### DO THIS
Rewrite the rows below with "hole rule" swapped for "fill rule" everywhere it appears, leaving everything else unchanged.

### MATERIAL SUPPLIED
____

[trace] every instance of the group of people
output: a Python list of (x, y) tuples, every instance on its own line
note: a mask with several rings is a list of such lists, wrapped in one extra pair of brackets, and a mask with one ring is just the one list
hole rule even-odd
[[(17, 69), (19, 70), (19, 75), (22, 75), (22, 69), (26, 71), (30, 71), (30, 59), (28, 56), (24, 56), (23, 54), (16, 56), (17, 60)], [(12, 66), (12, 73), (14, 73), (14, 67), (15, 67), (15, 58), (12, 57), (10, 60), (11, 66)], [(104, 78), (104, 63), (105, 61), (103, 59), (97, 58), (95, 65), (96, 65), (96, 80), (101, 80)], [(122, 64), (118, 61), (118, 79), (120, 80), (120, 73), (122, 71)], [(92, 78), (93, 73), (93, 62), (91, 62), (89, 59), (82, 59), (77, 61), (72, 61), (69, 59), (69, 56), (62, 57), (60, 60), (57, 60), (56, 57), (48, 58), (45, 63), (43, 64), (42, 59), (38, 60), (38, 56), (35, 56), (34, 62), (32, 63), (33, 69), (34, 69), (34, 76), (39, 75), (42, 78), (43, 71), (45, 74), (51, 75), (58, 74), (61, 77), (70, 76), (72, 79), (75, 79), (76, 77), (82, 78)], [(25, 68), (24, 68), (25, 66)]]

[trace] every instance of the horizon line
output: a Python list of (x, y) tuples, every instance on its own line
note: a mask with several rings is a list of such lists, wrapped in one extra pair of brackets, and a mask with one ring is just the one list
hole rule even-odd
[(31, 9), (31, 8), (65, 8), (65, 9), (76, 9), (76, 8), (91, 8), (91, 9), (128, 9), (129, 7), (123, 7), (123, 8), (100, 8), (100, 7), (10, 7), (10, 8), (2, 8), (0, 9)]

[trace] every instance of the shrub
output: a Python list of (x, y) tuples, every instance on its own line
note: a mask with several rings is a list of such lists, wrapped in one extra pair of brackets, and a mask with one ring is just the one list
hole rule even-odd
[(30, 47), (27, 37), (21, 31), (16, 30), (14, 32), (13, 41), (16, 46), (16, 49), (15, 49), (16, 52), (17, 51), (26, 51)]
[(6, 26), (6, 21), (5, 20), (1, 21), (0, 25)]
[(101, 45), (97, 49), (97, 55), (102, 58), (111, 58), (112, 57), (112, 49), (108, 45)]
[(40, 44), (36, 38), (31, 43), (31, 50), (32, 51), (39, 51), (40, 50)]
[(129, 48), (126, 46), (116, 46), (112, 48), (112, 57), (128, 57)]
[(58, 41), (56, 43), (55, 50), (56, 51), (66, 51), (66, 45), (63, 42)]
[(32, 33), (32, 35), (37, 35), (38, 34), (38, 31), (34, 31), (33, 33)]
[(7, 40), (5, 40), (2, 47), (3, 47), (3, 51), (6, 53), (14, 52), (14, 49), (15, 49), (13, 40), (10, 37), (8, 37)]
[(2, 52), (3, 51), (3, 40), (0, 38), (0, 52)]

____

### THE REPLY
[trace] every instance of the group of people
output: a Python list of (x, y) tuples, every instance on its own line
note: a mask with several rings is a list of such lists, wrapped in one extra pair of brackets, and a mask with one ring is just the one list
fill rule even-odd
[[(17, 69), (19, 70), (19, 75), (22, 75), (22, 69), (26, 71), (30, 71), (30, 59), (28, 56), (24, 56), (23, 54), (16, 56), (17, 60)], [(12, 66), (12, 73), (14, 73), (14, 67), (15, 67), (15, 58), (12, 57), (10, 60), (11, 66)], [(104, 78), (104, 63), (105, 61), (103, 59), (97, 58), (95, 65), (96, 65), (96, 80), (101, 80)], [(122, 64), (118, 61), (118, 79), (120, 80), (120, 73), (122, 71)], [(92, 78), (93, 73), (93, 62), (91, 62), (89, 59), (82, 59), (77, 61), (72, 61), (69, 59), (69, 56), (62, 57), (60, 60), (57, 60), (56, 57), (48, 58), (45, 63), (43, 64), (42, 59), (38, 60), (38, 56), (35, 56), (34, 62), (32, 63), (33, 69), (34, 69), (34, 76), (39, 75), (42, 78), (43, 71), (45, 74), (51, 75), (58, 74), (61, 77), (70, 76), (72, 79), (75, 79), (76, 77), (82, 78)], [(25, 68), (24, 68), (25, 66)]]

[trace] every instance of the horizon line
output: a Python list of (x, y) tuples, every instance on its own line
note: a mask with several rings is a list of such lists, wrapped in one extra pair of brackets, and a mask with one ring is just the one list
fill rule even-odd
[(31, 9), (31, 8), (65, 8), (65, 9), (76, 9), (76, 8), (91, 8), (91, 9), (128, 9), (129, 7), (123, 7), (123, 8), (100, 8), (100, 7), (10, 7), (10, 8), (2, 8), (0, 9)]

[trace] every instance of the shrub
output: a Python list of (x, y) tuples, every instance on its own line
note: a mask with several rings is a list of such lists, wrapped in one extra pair of brackets, and a mask with one ring is just the one list
fill rule even-odd
[(30, 47), (27, 37), (21, 31), (16, 30), (14, 32), (13, 41), (16, 46), (16, 49), (15, 49), (16, 52), (17, 51), (26, 51)]
[(6, 26), (6, 21), (5, 20), (1, 21), (0, 25)]
[(101, 45), (97, 49), (97, 55), (102, 58), (111, 58), (112, 57), (112, 49), (108, 45)]
[(40, 44), (36, 38), (31, 43), (31, 50), (32, 51), (39, 51), (40, 50)]
[(129, 48), (126, 46), (116, 46), (112, 48), (112, 57), (128, 57)]
[(58, 41), (56, 43), (55, 50), (56, 51), (66, 51), (66, 45), (63, 42)]
[(32, 33), (32, 35), (37, 35), (38, 34), (38, 31), (34, 31), (33, 33)]
[(7, 40), (5, 40), (2, 47), (3, 47), (3, 51), (6, 53), (14, 52), (14, 49), (15, 49), (13, 40), (10, 37), (8, 37)]
[(2, 52), (3, 51), (3, 40), (0, 38), (0, 52)]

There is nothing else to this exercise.